TASK REQUIREMENTS:
Copy out every line of the records that contains the string "building", treating uppercase and lowercase as different.

Excerpts from a pointing dataset:

________________

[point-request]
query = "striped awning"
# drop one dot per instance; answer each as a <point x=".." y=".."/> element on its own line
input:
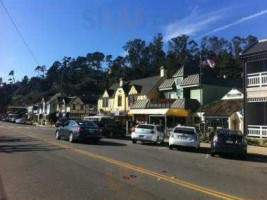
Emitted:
<point x="160" y="111"/>
<point x="140" y="104"/>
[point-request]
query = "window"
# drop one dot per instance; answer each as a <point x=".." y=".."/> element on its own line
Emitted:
<point x="105" y="102"/>
<point x="119" y="101"/>
<point x="132" y="99"/>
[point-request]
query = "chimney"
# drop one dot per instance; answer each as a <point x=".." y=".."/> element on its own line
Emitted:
<point x="121" y="82"/>
<point x="163" y="72"/>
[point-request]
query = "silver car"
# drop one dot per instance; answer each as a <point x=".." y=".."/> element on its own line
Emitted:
<point x="184" y="136"/>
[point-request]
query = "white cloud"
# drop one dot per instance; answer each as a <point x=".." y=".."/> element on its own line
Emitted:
<point x="192" y="24"/>
<point x="244" y="19"/>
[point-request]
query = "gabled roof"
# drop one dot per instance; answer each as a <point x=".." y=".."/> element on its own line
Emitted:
<point x="256" y="48"/>
<point x="186" y="104"/>
<point x="146" y="84"/>
<point x="57" y="97"/>
<point x="191" y="80"/>
<point x="167" y="84"/>
<point x="180" y="72"/>
<point x="222" y="107"/>
<point x="71" y="100"/>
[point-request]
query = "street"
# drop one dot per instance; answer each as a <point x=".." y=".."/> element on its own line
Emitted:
<point x="34" y="165"/>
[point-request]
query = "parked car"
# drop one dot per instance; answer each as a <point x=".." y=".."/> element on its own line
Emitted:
<point x="79" y="130"/>
<point x="148" y="133"/>
<point x="185" y="136"/>
<point x="21" y="120"/>
<point x="60" y="122"/>
<point x="229" y="142"/>
<point x="15" y="117"/>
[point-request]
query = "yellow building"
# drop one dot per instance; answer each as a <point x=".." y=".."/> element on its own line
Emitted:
<point x="119" y="98"/>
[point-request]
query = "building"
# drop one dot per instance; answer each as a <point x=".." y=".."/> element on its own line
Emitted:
<point x="118" y="99"/>
<point x="224" y="113"/>
<point x="255" y="89"/>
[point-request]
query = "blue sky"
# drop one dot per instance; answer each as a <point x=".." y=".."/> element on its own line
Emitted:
<point x="57" y="28"/>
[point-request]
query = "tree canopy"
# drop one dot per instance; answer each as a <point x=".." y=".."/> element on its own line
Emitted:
<point x="89" y="75"/>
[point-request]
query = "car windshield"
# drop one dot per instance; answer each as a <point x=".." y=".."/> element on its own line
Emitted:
<point x="184" y="130"/>
<point x="143" y="126"/>
<point x="86" y="124"/>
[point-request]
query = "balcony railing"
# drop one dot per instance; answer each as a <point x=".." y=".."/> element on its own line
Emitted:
<point x="257" y="131"/>
<point x="257" y="79"/>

________________

RESPONSE:
query = "yellow building"
query = "building"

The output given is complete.